→ Текст упражнения:
━━━

Лето кутается в шаль, уходя...
Слишком красиво. Слишком умело. Слишком хорошо пахнет старой символистской парфюмерией. «Муссон», «хамсин», «шаль», «алебастровые плечи осин» — всё это почти опасно близко к декоративной поэзии, к красивой ткани, которую можно ткать уже по памяти.
Однако при более внимательном чтении становится ясно, что стихотворение не исчерпывается этой красивостью. Оно само чувствует её опасность и начинает разрушать собственную сладость. Красота здесь не остаётся нетронутой. Она всё время получает рану.
Уже в первой строфе:
Алебастровые плечи осин
перечёркнуты шрапнелью дождя.
Если бы остались только «алебастровые плечи осин», это было бы почти салонно, почти бальмонтовски-изысканно. Но «шрапнель дождя» резко меняет дело. В пейзаж входит военная память. Дождь перестаёт быть украшением и становится чем-то ранящим. Красота не отменяется, но перечёркивается.
То же происходит дальше:
ткань набухших, потемневших небес
прохудилась, как рыбацкая сеть.
Здесь снова есть традиционно красивый символистский материал — «ткань небес». Но эта ткань не сияет, не переливается, не зовёт к экстазу. Она набухла, потемнела, прохудилась. Это уже не роскошь мира, а его изношенность. Небо не торжествует — оно протекает.
Постепенно стихотворение выходит за пределы пейзажа и становится размышлением о времени:
Двадцать первый истончается век...
Век надежд и бесконечных утрат...

━━━

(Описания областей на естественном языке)
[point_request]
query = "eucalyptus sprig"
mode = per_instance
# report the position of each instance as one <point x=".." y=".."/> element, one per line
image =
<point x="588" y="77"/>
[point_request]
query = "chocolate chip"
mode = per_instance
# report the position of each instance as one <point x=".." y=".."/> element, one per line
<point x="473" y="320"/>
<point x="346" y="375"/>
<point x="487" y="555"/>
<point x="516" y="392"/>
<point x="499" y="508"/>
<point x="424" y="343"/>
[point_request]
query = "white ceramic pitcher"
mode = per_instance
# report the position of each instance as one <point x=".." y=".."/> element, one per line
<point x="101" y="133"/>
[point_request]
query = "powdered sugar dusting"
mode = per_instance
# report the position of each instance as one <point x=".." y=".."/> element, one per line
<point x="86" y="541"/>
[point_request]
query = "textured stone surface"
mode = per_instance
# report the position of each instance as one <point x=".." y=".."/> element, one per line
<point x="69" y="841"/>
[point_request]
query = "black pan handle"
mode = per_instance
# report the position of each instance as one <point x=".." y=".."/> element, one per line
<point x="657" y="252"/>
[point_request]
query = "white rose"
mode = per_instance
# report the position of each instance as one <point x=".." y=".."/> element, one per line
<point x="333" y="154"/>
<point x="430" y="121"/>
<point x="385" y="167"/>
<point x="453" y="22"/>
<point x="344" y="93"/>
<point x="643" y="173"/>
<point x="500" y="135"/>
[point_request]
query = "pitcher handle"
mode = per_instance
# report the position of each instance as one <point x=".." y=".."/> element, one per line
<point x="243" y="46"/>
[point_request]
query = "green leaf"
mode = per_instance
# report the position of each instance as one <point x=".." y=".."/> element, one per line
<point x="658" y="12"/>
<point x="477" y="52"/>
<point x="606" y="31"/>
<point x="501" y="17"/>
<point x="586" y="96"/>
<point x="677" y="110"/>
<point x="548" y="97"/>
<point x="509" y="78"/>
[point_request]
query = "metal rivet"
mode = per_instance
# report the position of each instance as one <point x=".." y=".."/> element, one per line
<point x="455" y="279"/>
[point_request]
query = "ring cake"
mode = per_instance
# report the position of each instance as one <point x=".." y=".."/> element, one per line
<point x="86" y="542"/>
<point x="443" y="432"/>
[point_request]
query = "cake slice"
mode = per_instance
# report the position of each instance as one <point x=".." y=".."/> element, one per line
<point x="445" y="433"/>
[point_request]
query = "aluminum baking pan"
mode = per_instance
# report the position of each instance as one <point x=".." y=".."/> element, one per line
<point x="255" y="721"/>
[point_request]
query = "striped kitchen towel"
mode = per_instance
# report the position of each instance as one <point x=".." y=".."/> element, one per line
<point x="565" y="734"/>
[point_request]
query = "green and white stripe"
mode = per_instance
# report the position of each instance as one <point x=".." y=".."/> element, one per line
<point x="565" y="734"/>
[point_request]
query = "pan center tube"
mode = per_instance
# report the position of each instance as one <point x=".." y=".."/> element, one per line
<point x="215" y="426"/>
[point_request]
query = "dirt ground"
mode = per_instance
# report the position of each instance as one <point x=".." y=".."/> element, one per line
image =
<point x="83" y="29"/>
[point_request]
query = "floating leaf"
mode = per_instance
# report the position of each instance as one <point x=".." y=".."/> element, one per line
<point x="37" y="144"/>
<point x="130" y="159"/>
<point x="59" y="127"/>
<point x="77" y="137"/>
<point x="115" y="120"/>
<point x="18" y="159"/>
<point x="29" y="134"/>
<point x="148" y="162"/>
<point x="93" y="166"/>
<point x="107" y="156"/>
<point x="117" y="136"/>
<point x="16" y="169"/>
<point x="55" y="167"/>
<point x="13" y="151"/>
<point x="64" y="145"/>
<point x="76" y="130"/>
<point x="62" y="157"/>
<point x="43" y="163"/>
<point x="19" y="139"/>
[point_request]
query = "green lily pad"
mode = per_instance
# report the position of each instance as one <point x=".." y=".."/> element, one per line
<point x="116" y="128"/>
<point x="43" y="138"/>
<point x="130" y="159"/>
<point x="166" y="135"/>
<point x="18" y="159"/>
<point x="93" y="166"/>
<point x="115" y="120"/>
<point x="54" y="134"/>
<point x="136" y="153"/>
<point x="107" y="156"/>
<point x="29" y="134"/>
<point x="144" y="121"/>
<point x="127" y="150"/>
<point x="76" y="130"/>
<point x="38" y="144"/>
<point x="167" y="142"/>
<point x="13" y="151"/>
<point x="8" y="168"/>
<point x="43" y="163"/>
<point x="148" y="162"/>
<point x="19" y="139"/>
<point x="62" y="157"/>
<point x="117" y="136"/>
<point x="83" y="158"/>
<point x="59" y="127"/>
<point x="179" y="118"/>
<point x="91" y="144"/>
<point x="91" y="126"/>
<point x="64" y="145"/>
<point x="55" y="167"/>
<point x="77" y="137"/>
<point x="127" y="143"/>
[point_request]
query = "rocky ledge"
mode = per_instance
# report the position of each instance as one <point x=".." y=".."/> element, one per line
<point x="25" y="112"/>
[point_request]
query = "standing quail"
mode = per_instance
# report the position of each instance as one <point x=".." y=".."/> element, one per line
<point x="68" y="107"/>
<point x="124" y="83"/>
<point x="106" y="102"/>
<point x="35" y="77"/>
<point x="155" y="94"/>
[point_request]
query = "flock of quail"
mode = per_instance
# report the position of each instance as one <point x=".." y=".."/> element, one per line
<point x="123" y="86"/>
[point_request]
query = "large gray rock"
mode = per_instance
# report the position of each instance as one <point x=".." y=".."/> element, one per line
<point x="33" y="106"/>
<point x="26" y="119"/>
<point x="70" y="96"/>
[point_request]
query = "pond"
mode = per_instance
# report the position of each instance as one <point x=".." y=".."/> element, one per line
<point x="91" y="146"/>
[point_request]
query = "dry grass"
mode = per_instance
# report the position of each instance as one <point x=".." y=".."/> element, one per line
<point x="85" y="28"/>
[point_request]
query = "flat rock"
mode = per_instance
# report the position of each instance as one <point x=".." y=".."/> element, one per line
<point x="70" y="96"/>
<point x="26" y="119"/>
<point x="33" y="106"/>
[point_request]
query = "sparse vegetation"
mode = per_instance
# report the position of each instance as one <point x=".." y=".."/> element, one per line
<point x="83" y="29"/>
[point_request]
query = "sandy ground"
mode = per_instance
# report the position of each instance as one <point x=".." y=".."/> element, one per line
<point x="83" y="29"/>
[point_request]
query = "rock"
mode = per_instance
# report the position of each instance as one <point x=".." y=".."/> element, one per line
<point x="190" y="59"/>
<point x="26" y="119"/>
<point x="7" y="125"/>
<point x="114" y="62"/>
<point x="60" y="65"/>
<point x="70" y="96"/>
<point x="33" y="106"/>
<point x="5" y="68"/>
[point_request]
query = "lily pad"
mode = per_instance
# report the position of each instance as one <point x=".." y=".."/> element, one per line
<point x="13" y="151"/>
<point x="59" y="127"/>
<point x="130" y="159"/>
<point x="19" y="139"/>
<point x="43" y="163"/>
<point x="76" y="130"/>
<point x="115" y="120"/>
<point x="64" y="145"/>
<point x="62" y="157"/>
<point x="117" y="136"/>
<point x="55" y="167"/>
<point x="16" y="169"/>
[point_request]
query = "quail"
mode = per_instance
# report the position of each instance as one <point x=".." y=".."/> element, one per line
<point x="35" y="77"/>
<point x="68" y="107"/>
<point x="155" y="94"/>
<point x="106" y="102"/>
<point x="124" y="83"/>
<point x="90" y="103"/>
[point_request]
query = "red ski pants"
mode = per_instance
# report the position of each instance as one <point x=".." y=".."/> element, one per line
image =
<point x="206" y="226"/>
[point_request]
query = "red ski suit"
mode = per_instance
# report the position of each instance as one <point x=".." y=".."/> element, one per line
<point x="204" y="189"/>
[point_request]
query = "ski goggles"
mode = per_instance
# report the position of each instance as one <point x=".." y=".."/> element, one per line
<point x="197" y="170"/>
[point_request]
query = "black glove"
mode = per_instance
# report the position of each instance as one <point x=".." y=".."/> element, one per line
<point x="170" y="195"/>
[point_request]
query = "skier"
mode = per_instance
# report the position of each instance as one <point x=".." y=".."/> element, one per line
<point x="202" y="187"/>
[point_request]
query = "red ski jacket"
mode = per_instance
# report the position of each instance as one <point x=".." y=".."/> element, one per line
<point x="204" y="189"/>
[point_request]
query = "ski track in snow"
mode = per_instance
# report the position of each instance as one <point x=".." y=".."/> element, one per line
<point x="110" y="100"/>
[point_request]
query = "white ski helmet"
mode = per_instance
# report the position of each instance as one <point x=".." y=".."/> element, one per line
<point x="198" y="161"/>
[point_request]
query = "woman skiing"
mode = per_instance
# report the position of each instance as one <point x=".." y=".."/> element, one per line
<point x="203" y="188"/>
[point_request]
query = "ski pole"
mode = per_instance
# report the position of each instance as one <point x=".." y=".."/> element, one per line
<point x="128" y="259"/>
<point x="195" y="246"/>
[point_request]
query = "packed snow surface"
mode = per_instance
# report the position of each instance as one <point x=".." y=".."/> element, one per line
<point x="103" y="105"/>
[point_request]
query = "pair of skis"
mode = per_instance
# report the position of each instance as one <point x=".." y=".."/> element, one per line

━━━

Допишите следующую часть разбора стихотворения об уходящем лете, начав сразу после последней приведённой строки.

→ Ответ к заданию:
Эти строки можно было бы упрекнуть в чрезмерной декларативности. «Век надежд и бесконечных утрат» — формула большая, почти газетно-философская. Но она поддержана общей образной системой: прохудившееся небо, битый бурей ковчег, войны, трясины, неразборчивый дождь. Век действительно здесь не назван отвлечённо; он показан как повреждённое пространство, через которое человек пробирается, не зная, есть ли впереди Арарат.
Особенно важно, что стихотворение не уходит в чистый апокалипсис. В нём есть не только ощущение катастрофы, но и сопротивление окончательному выводу:
Не своди пока баланс, не итожь,
не спеши рубить канаты сплеча...
Вот здесь, на мой взгляд, стихотворение выигрывает. Оно не просто любуется собственной печалью. Оно предлагает этическую позицию: не торопиться с приговором. Не подводить окончательный баланс, пока жизнь ещё продолжается. Не рубить канаты — то есть не отказываться от связи, надежды, движения, спасения.
И очень удачен финальный образ:
даже если с неба падает дождь —
неразборчивый, как почерк врача.
Это, пожалуй, одна из лучших находок стихотворения. «Почерк врача» внезапно выводит текст из серебряновековой дымки в современную, почти бытовую реальность. После вечности, ковчега, Арарата и алебастра появляется образ смешной, точный и тревожный. Дождь становится похож на диагноз, который невозможно прочесть. Мир что-то сообщает человеку, но человек не уверен, что способен разобрать это сообщение.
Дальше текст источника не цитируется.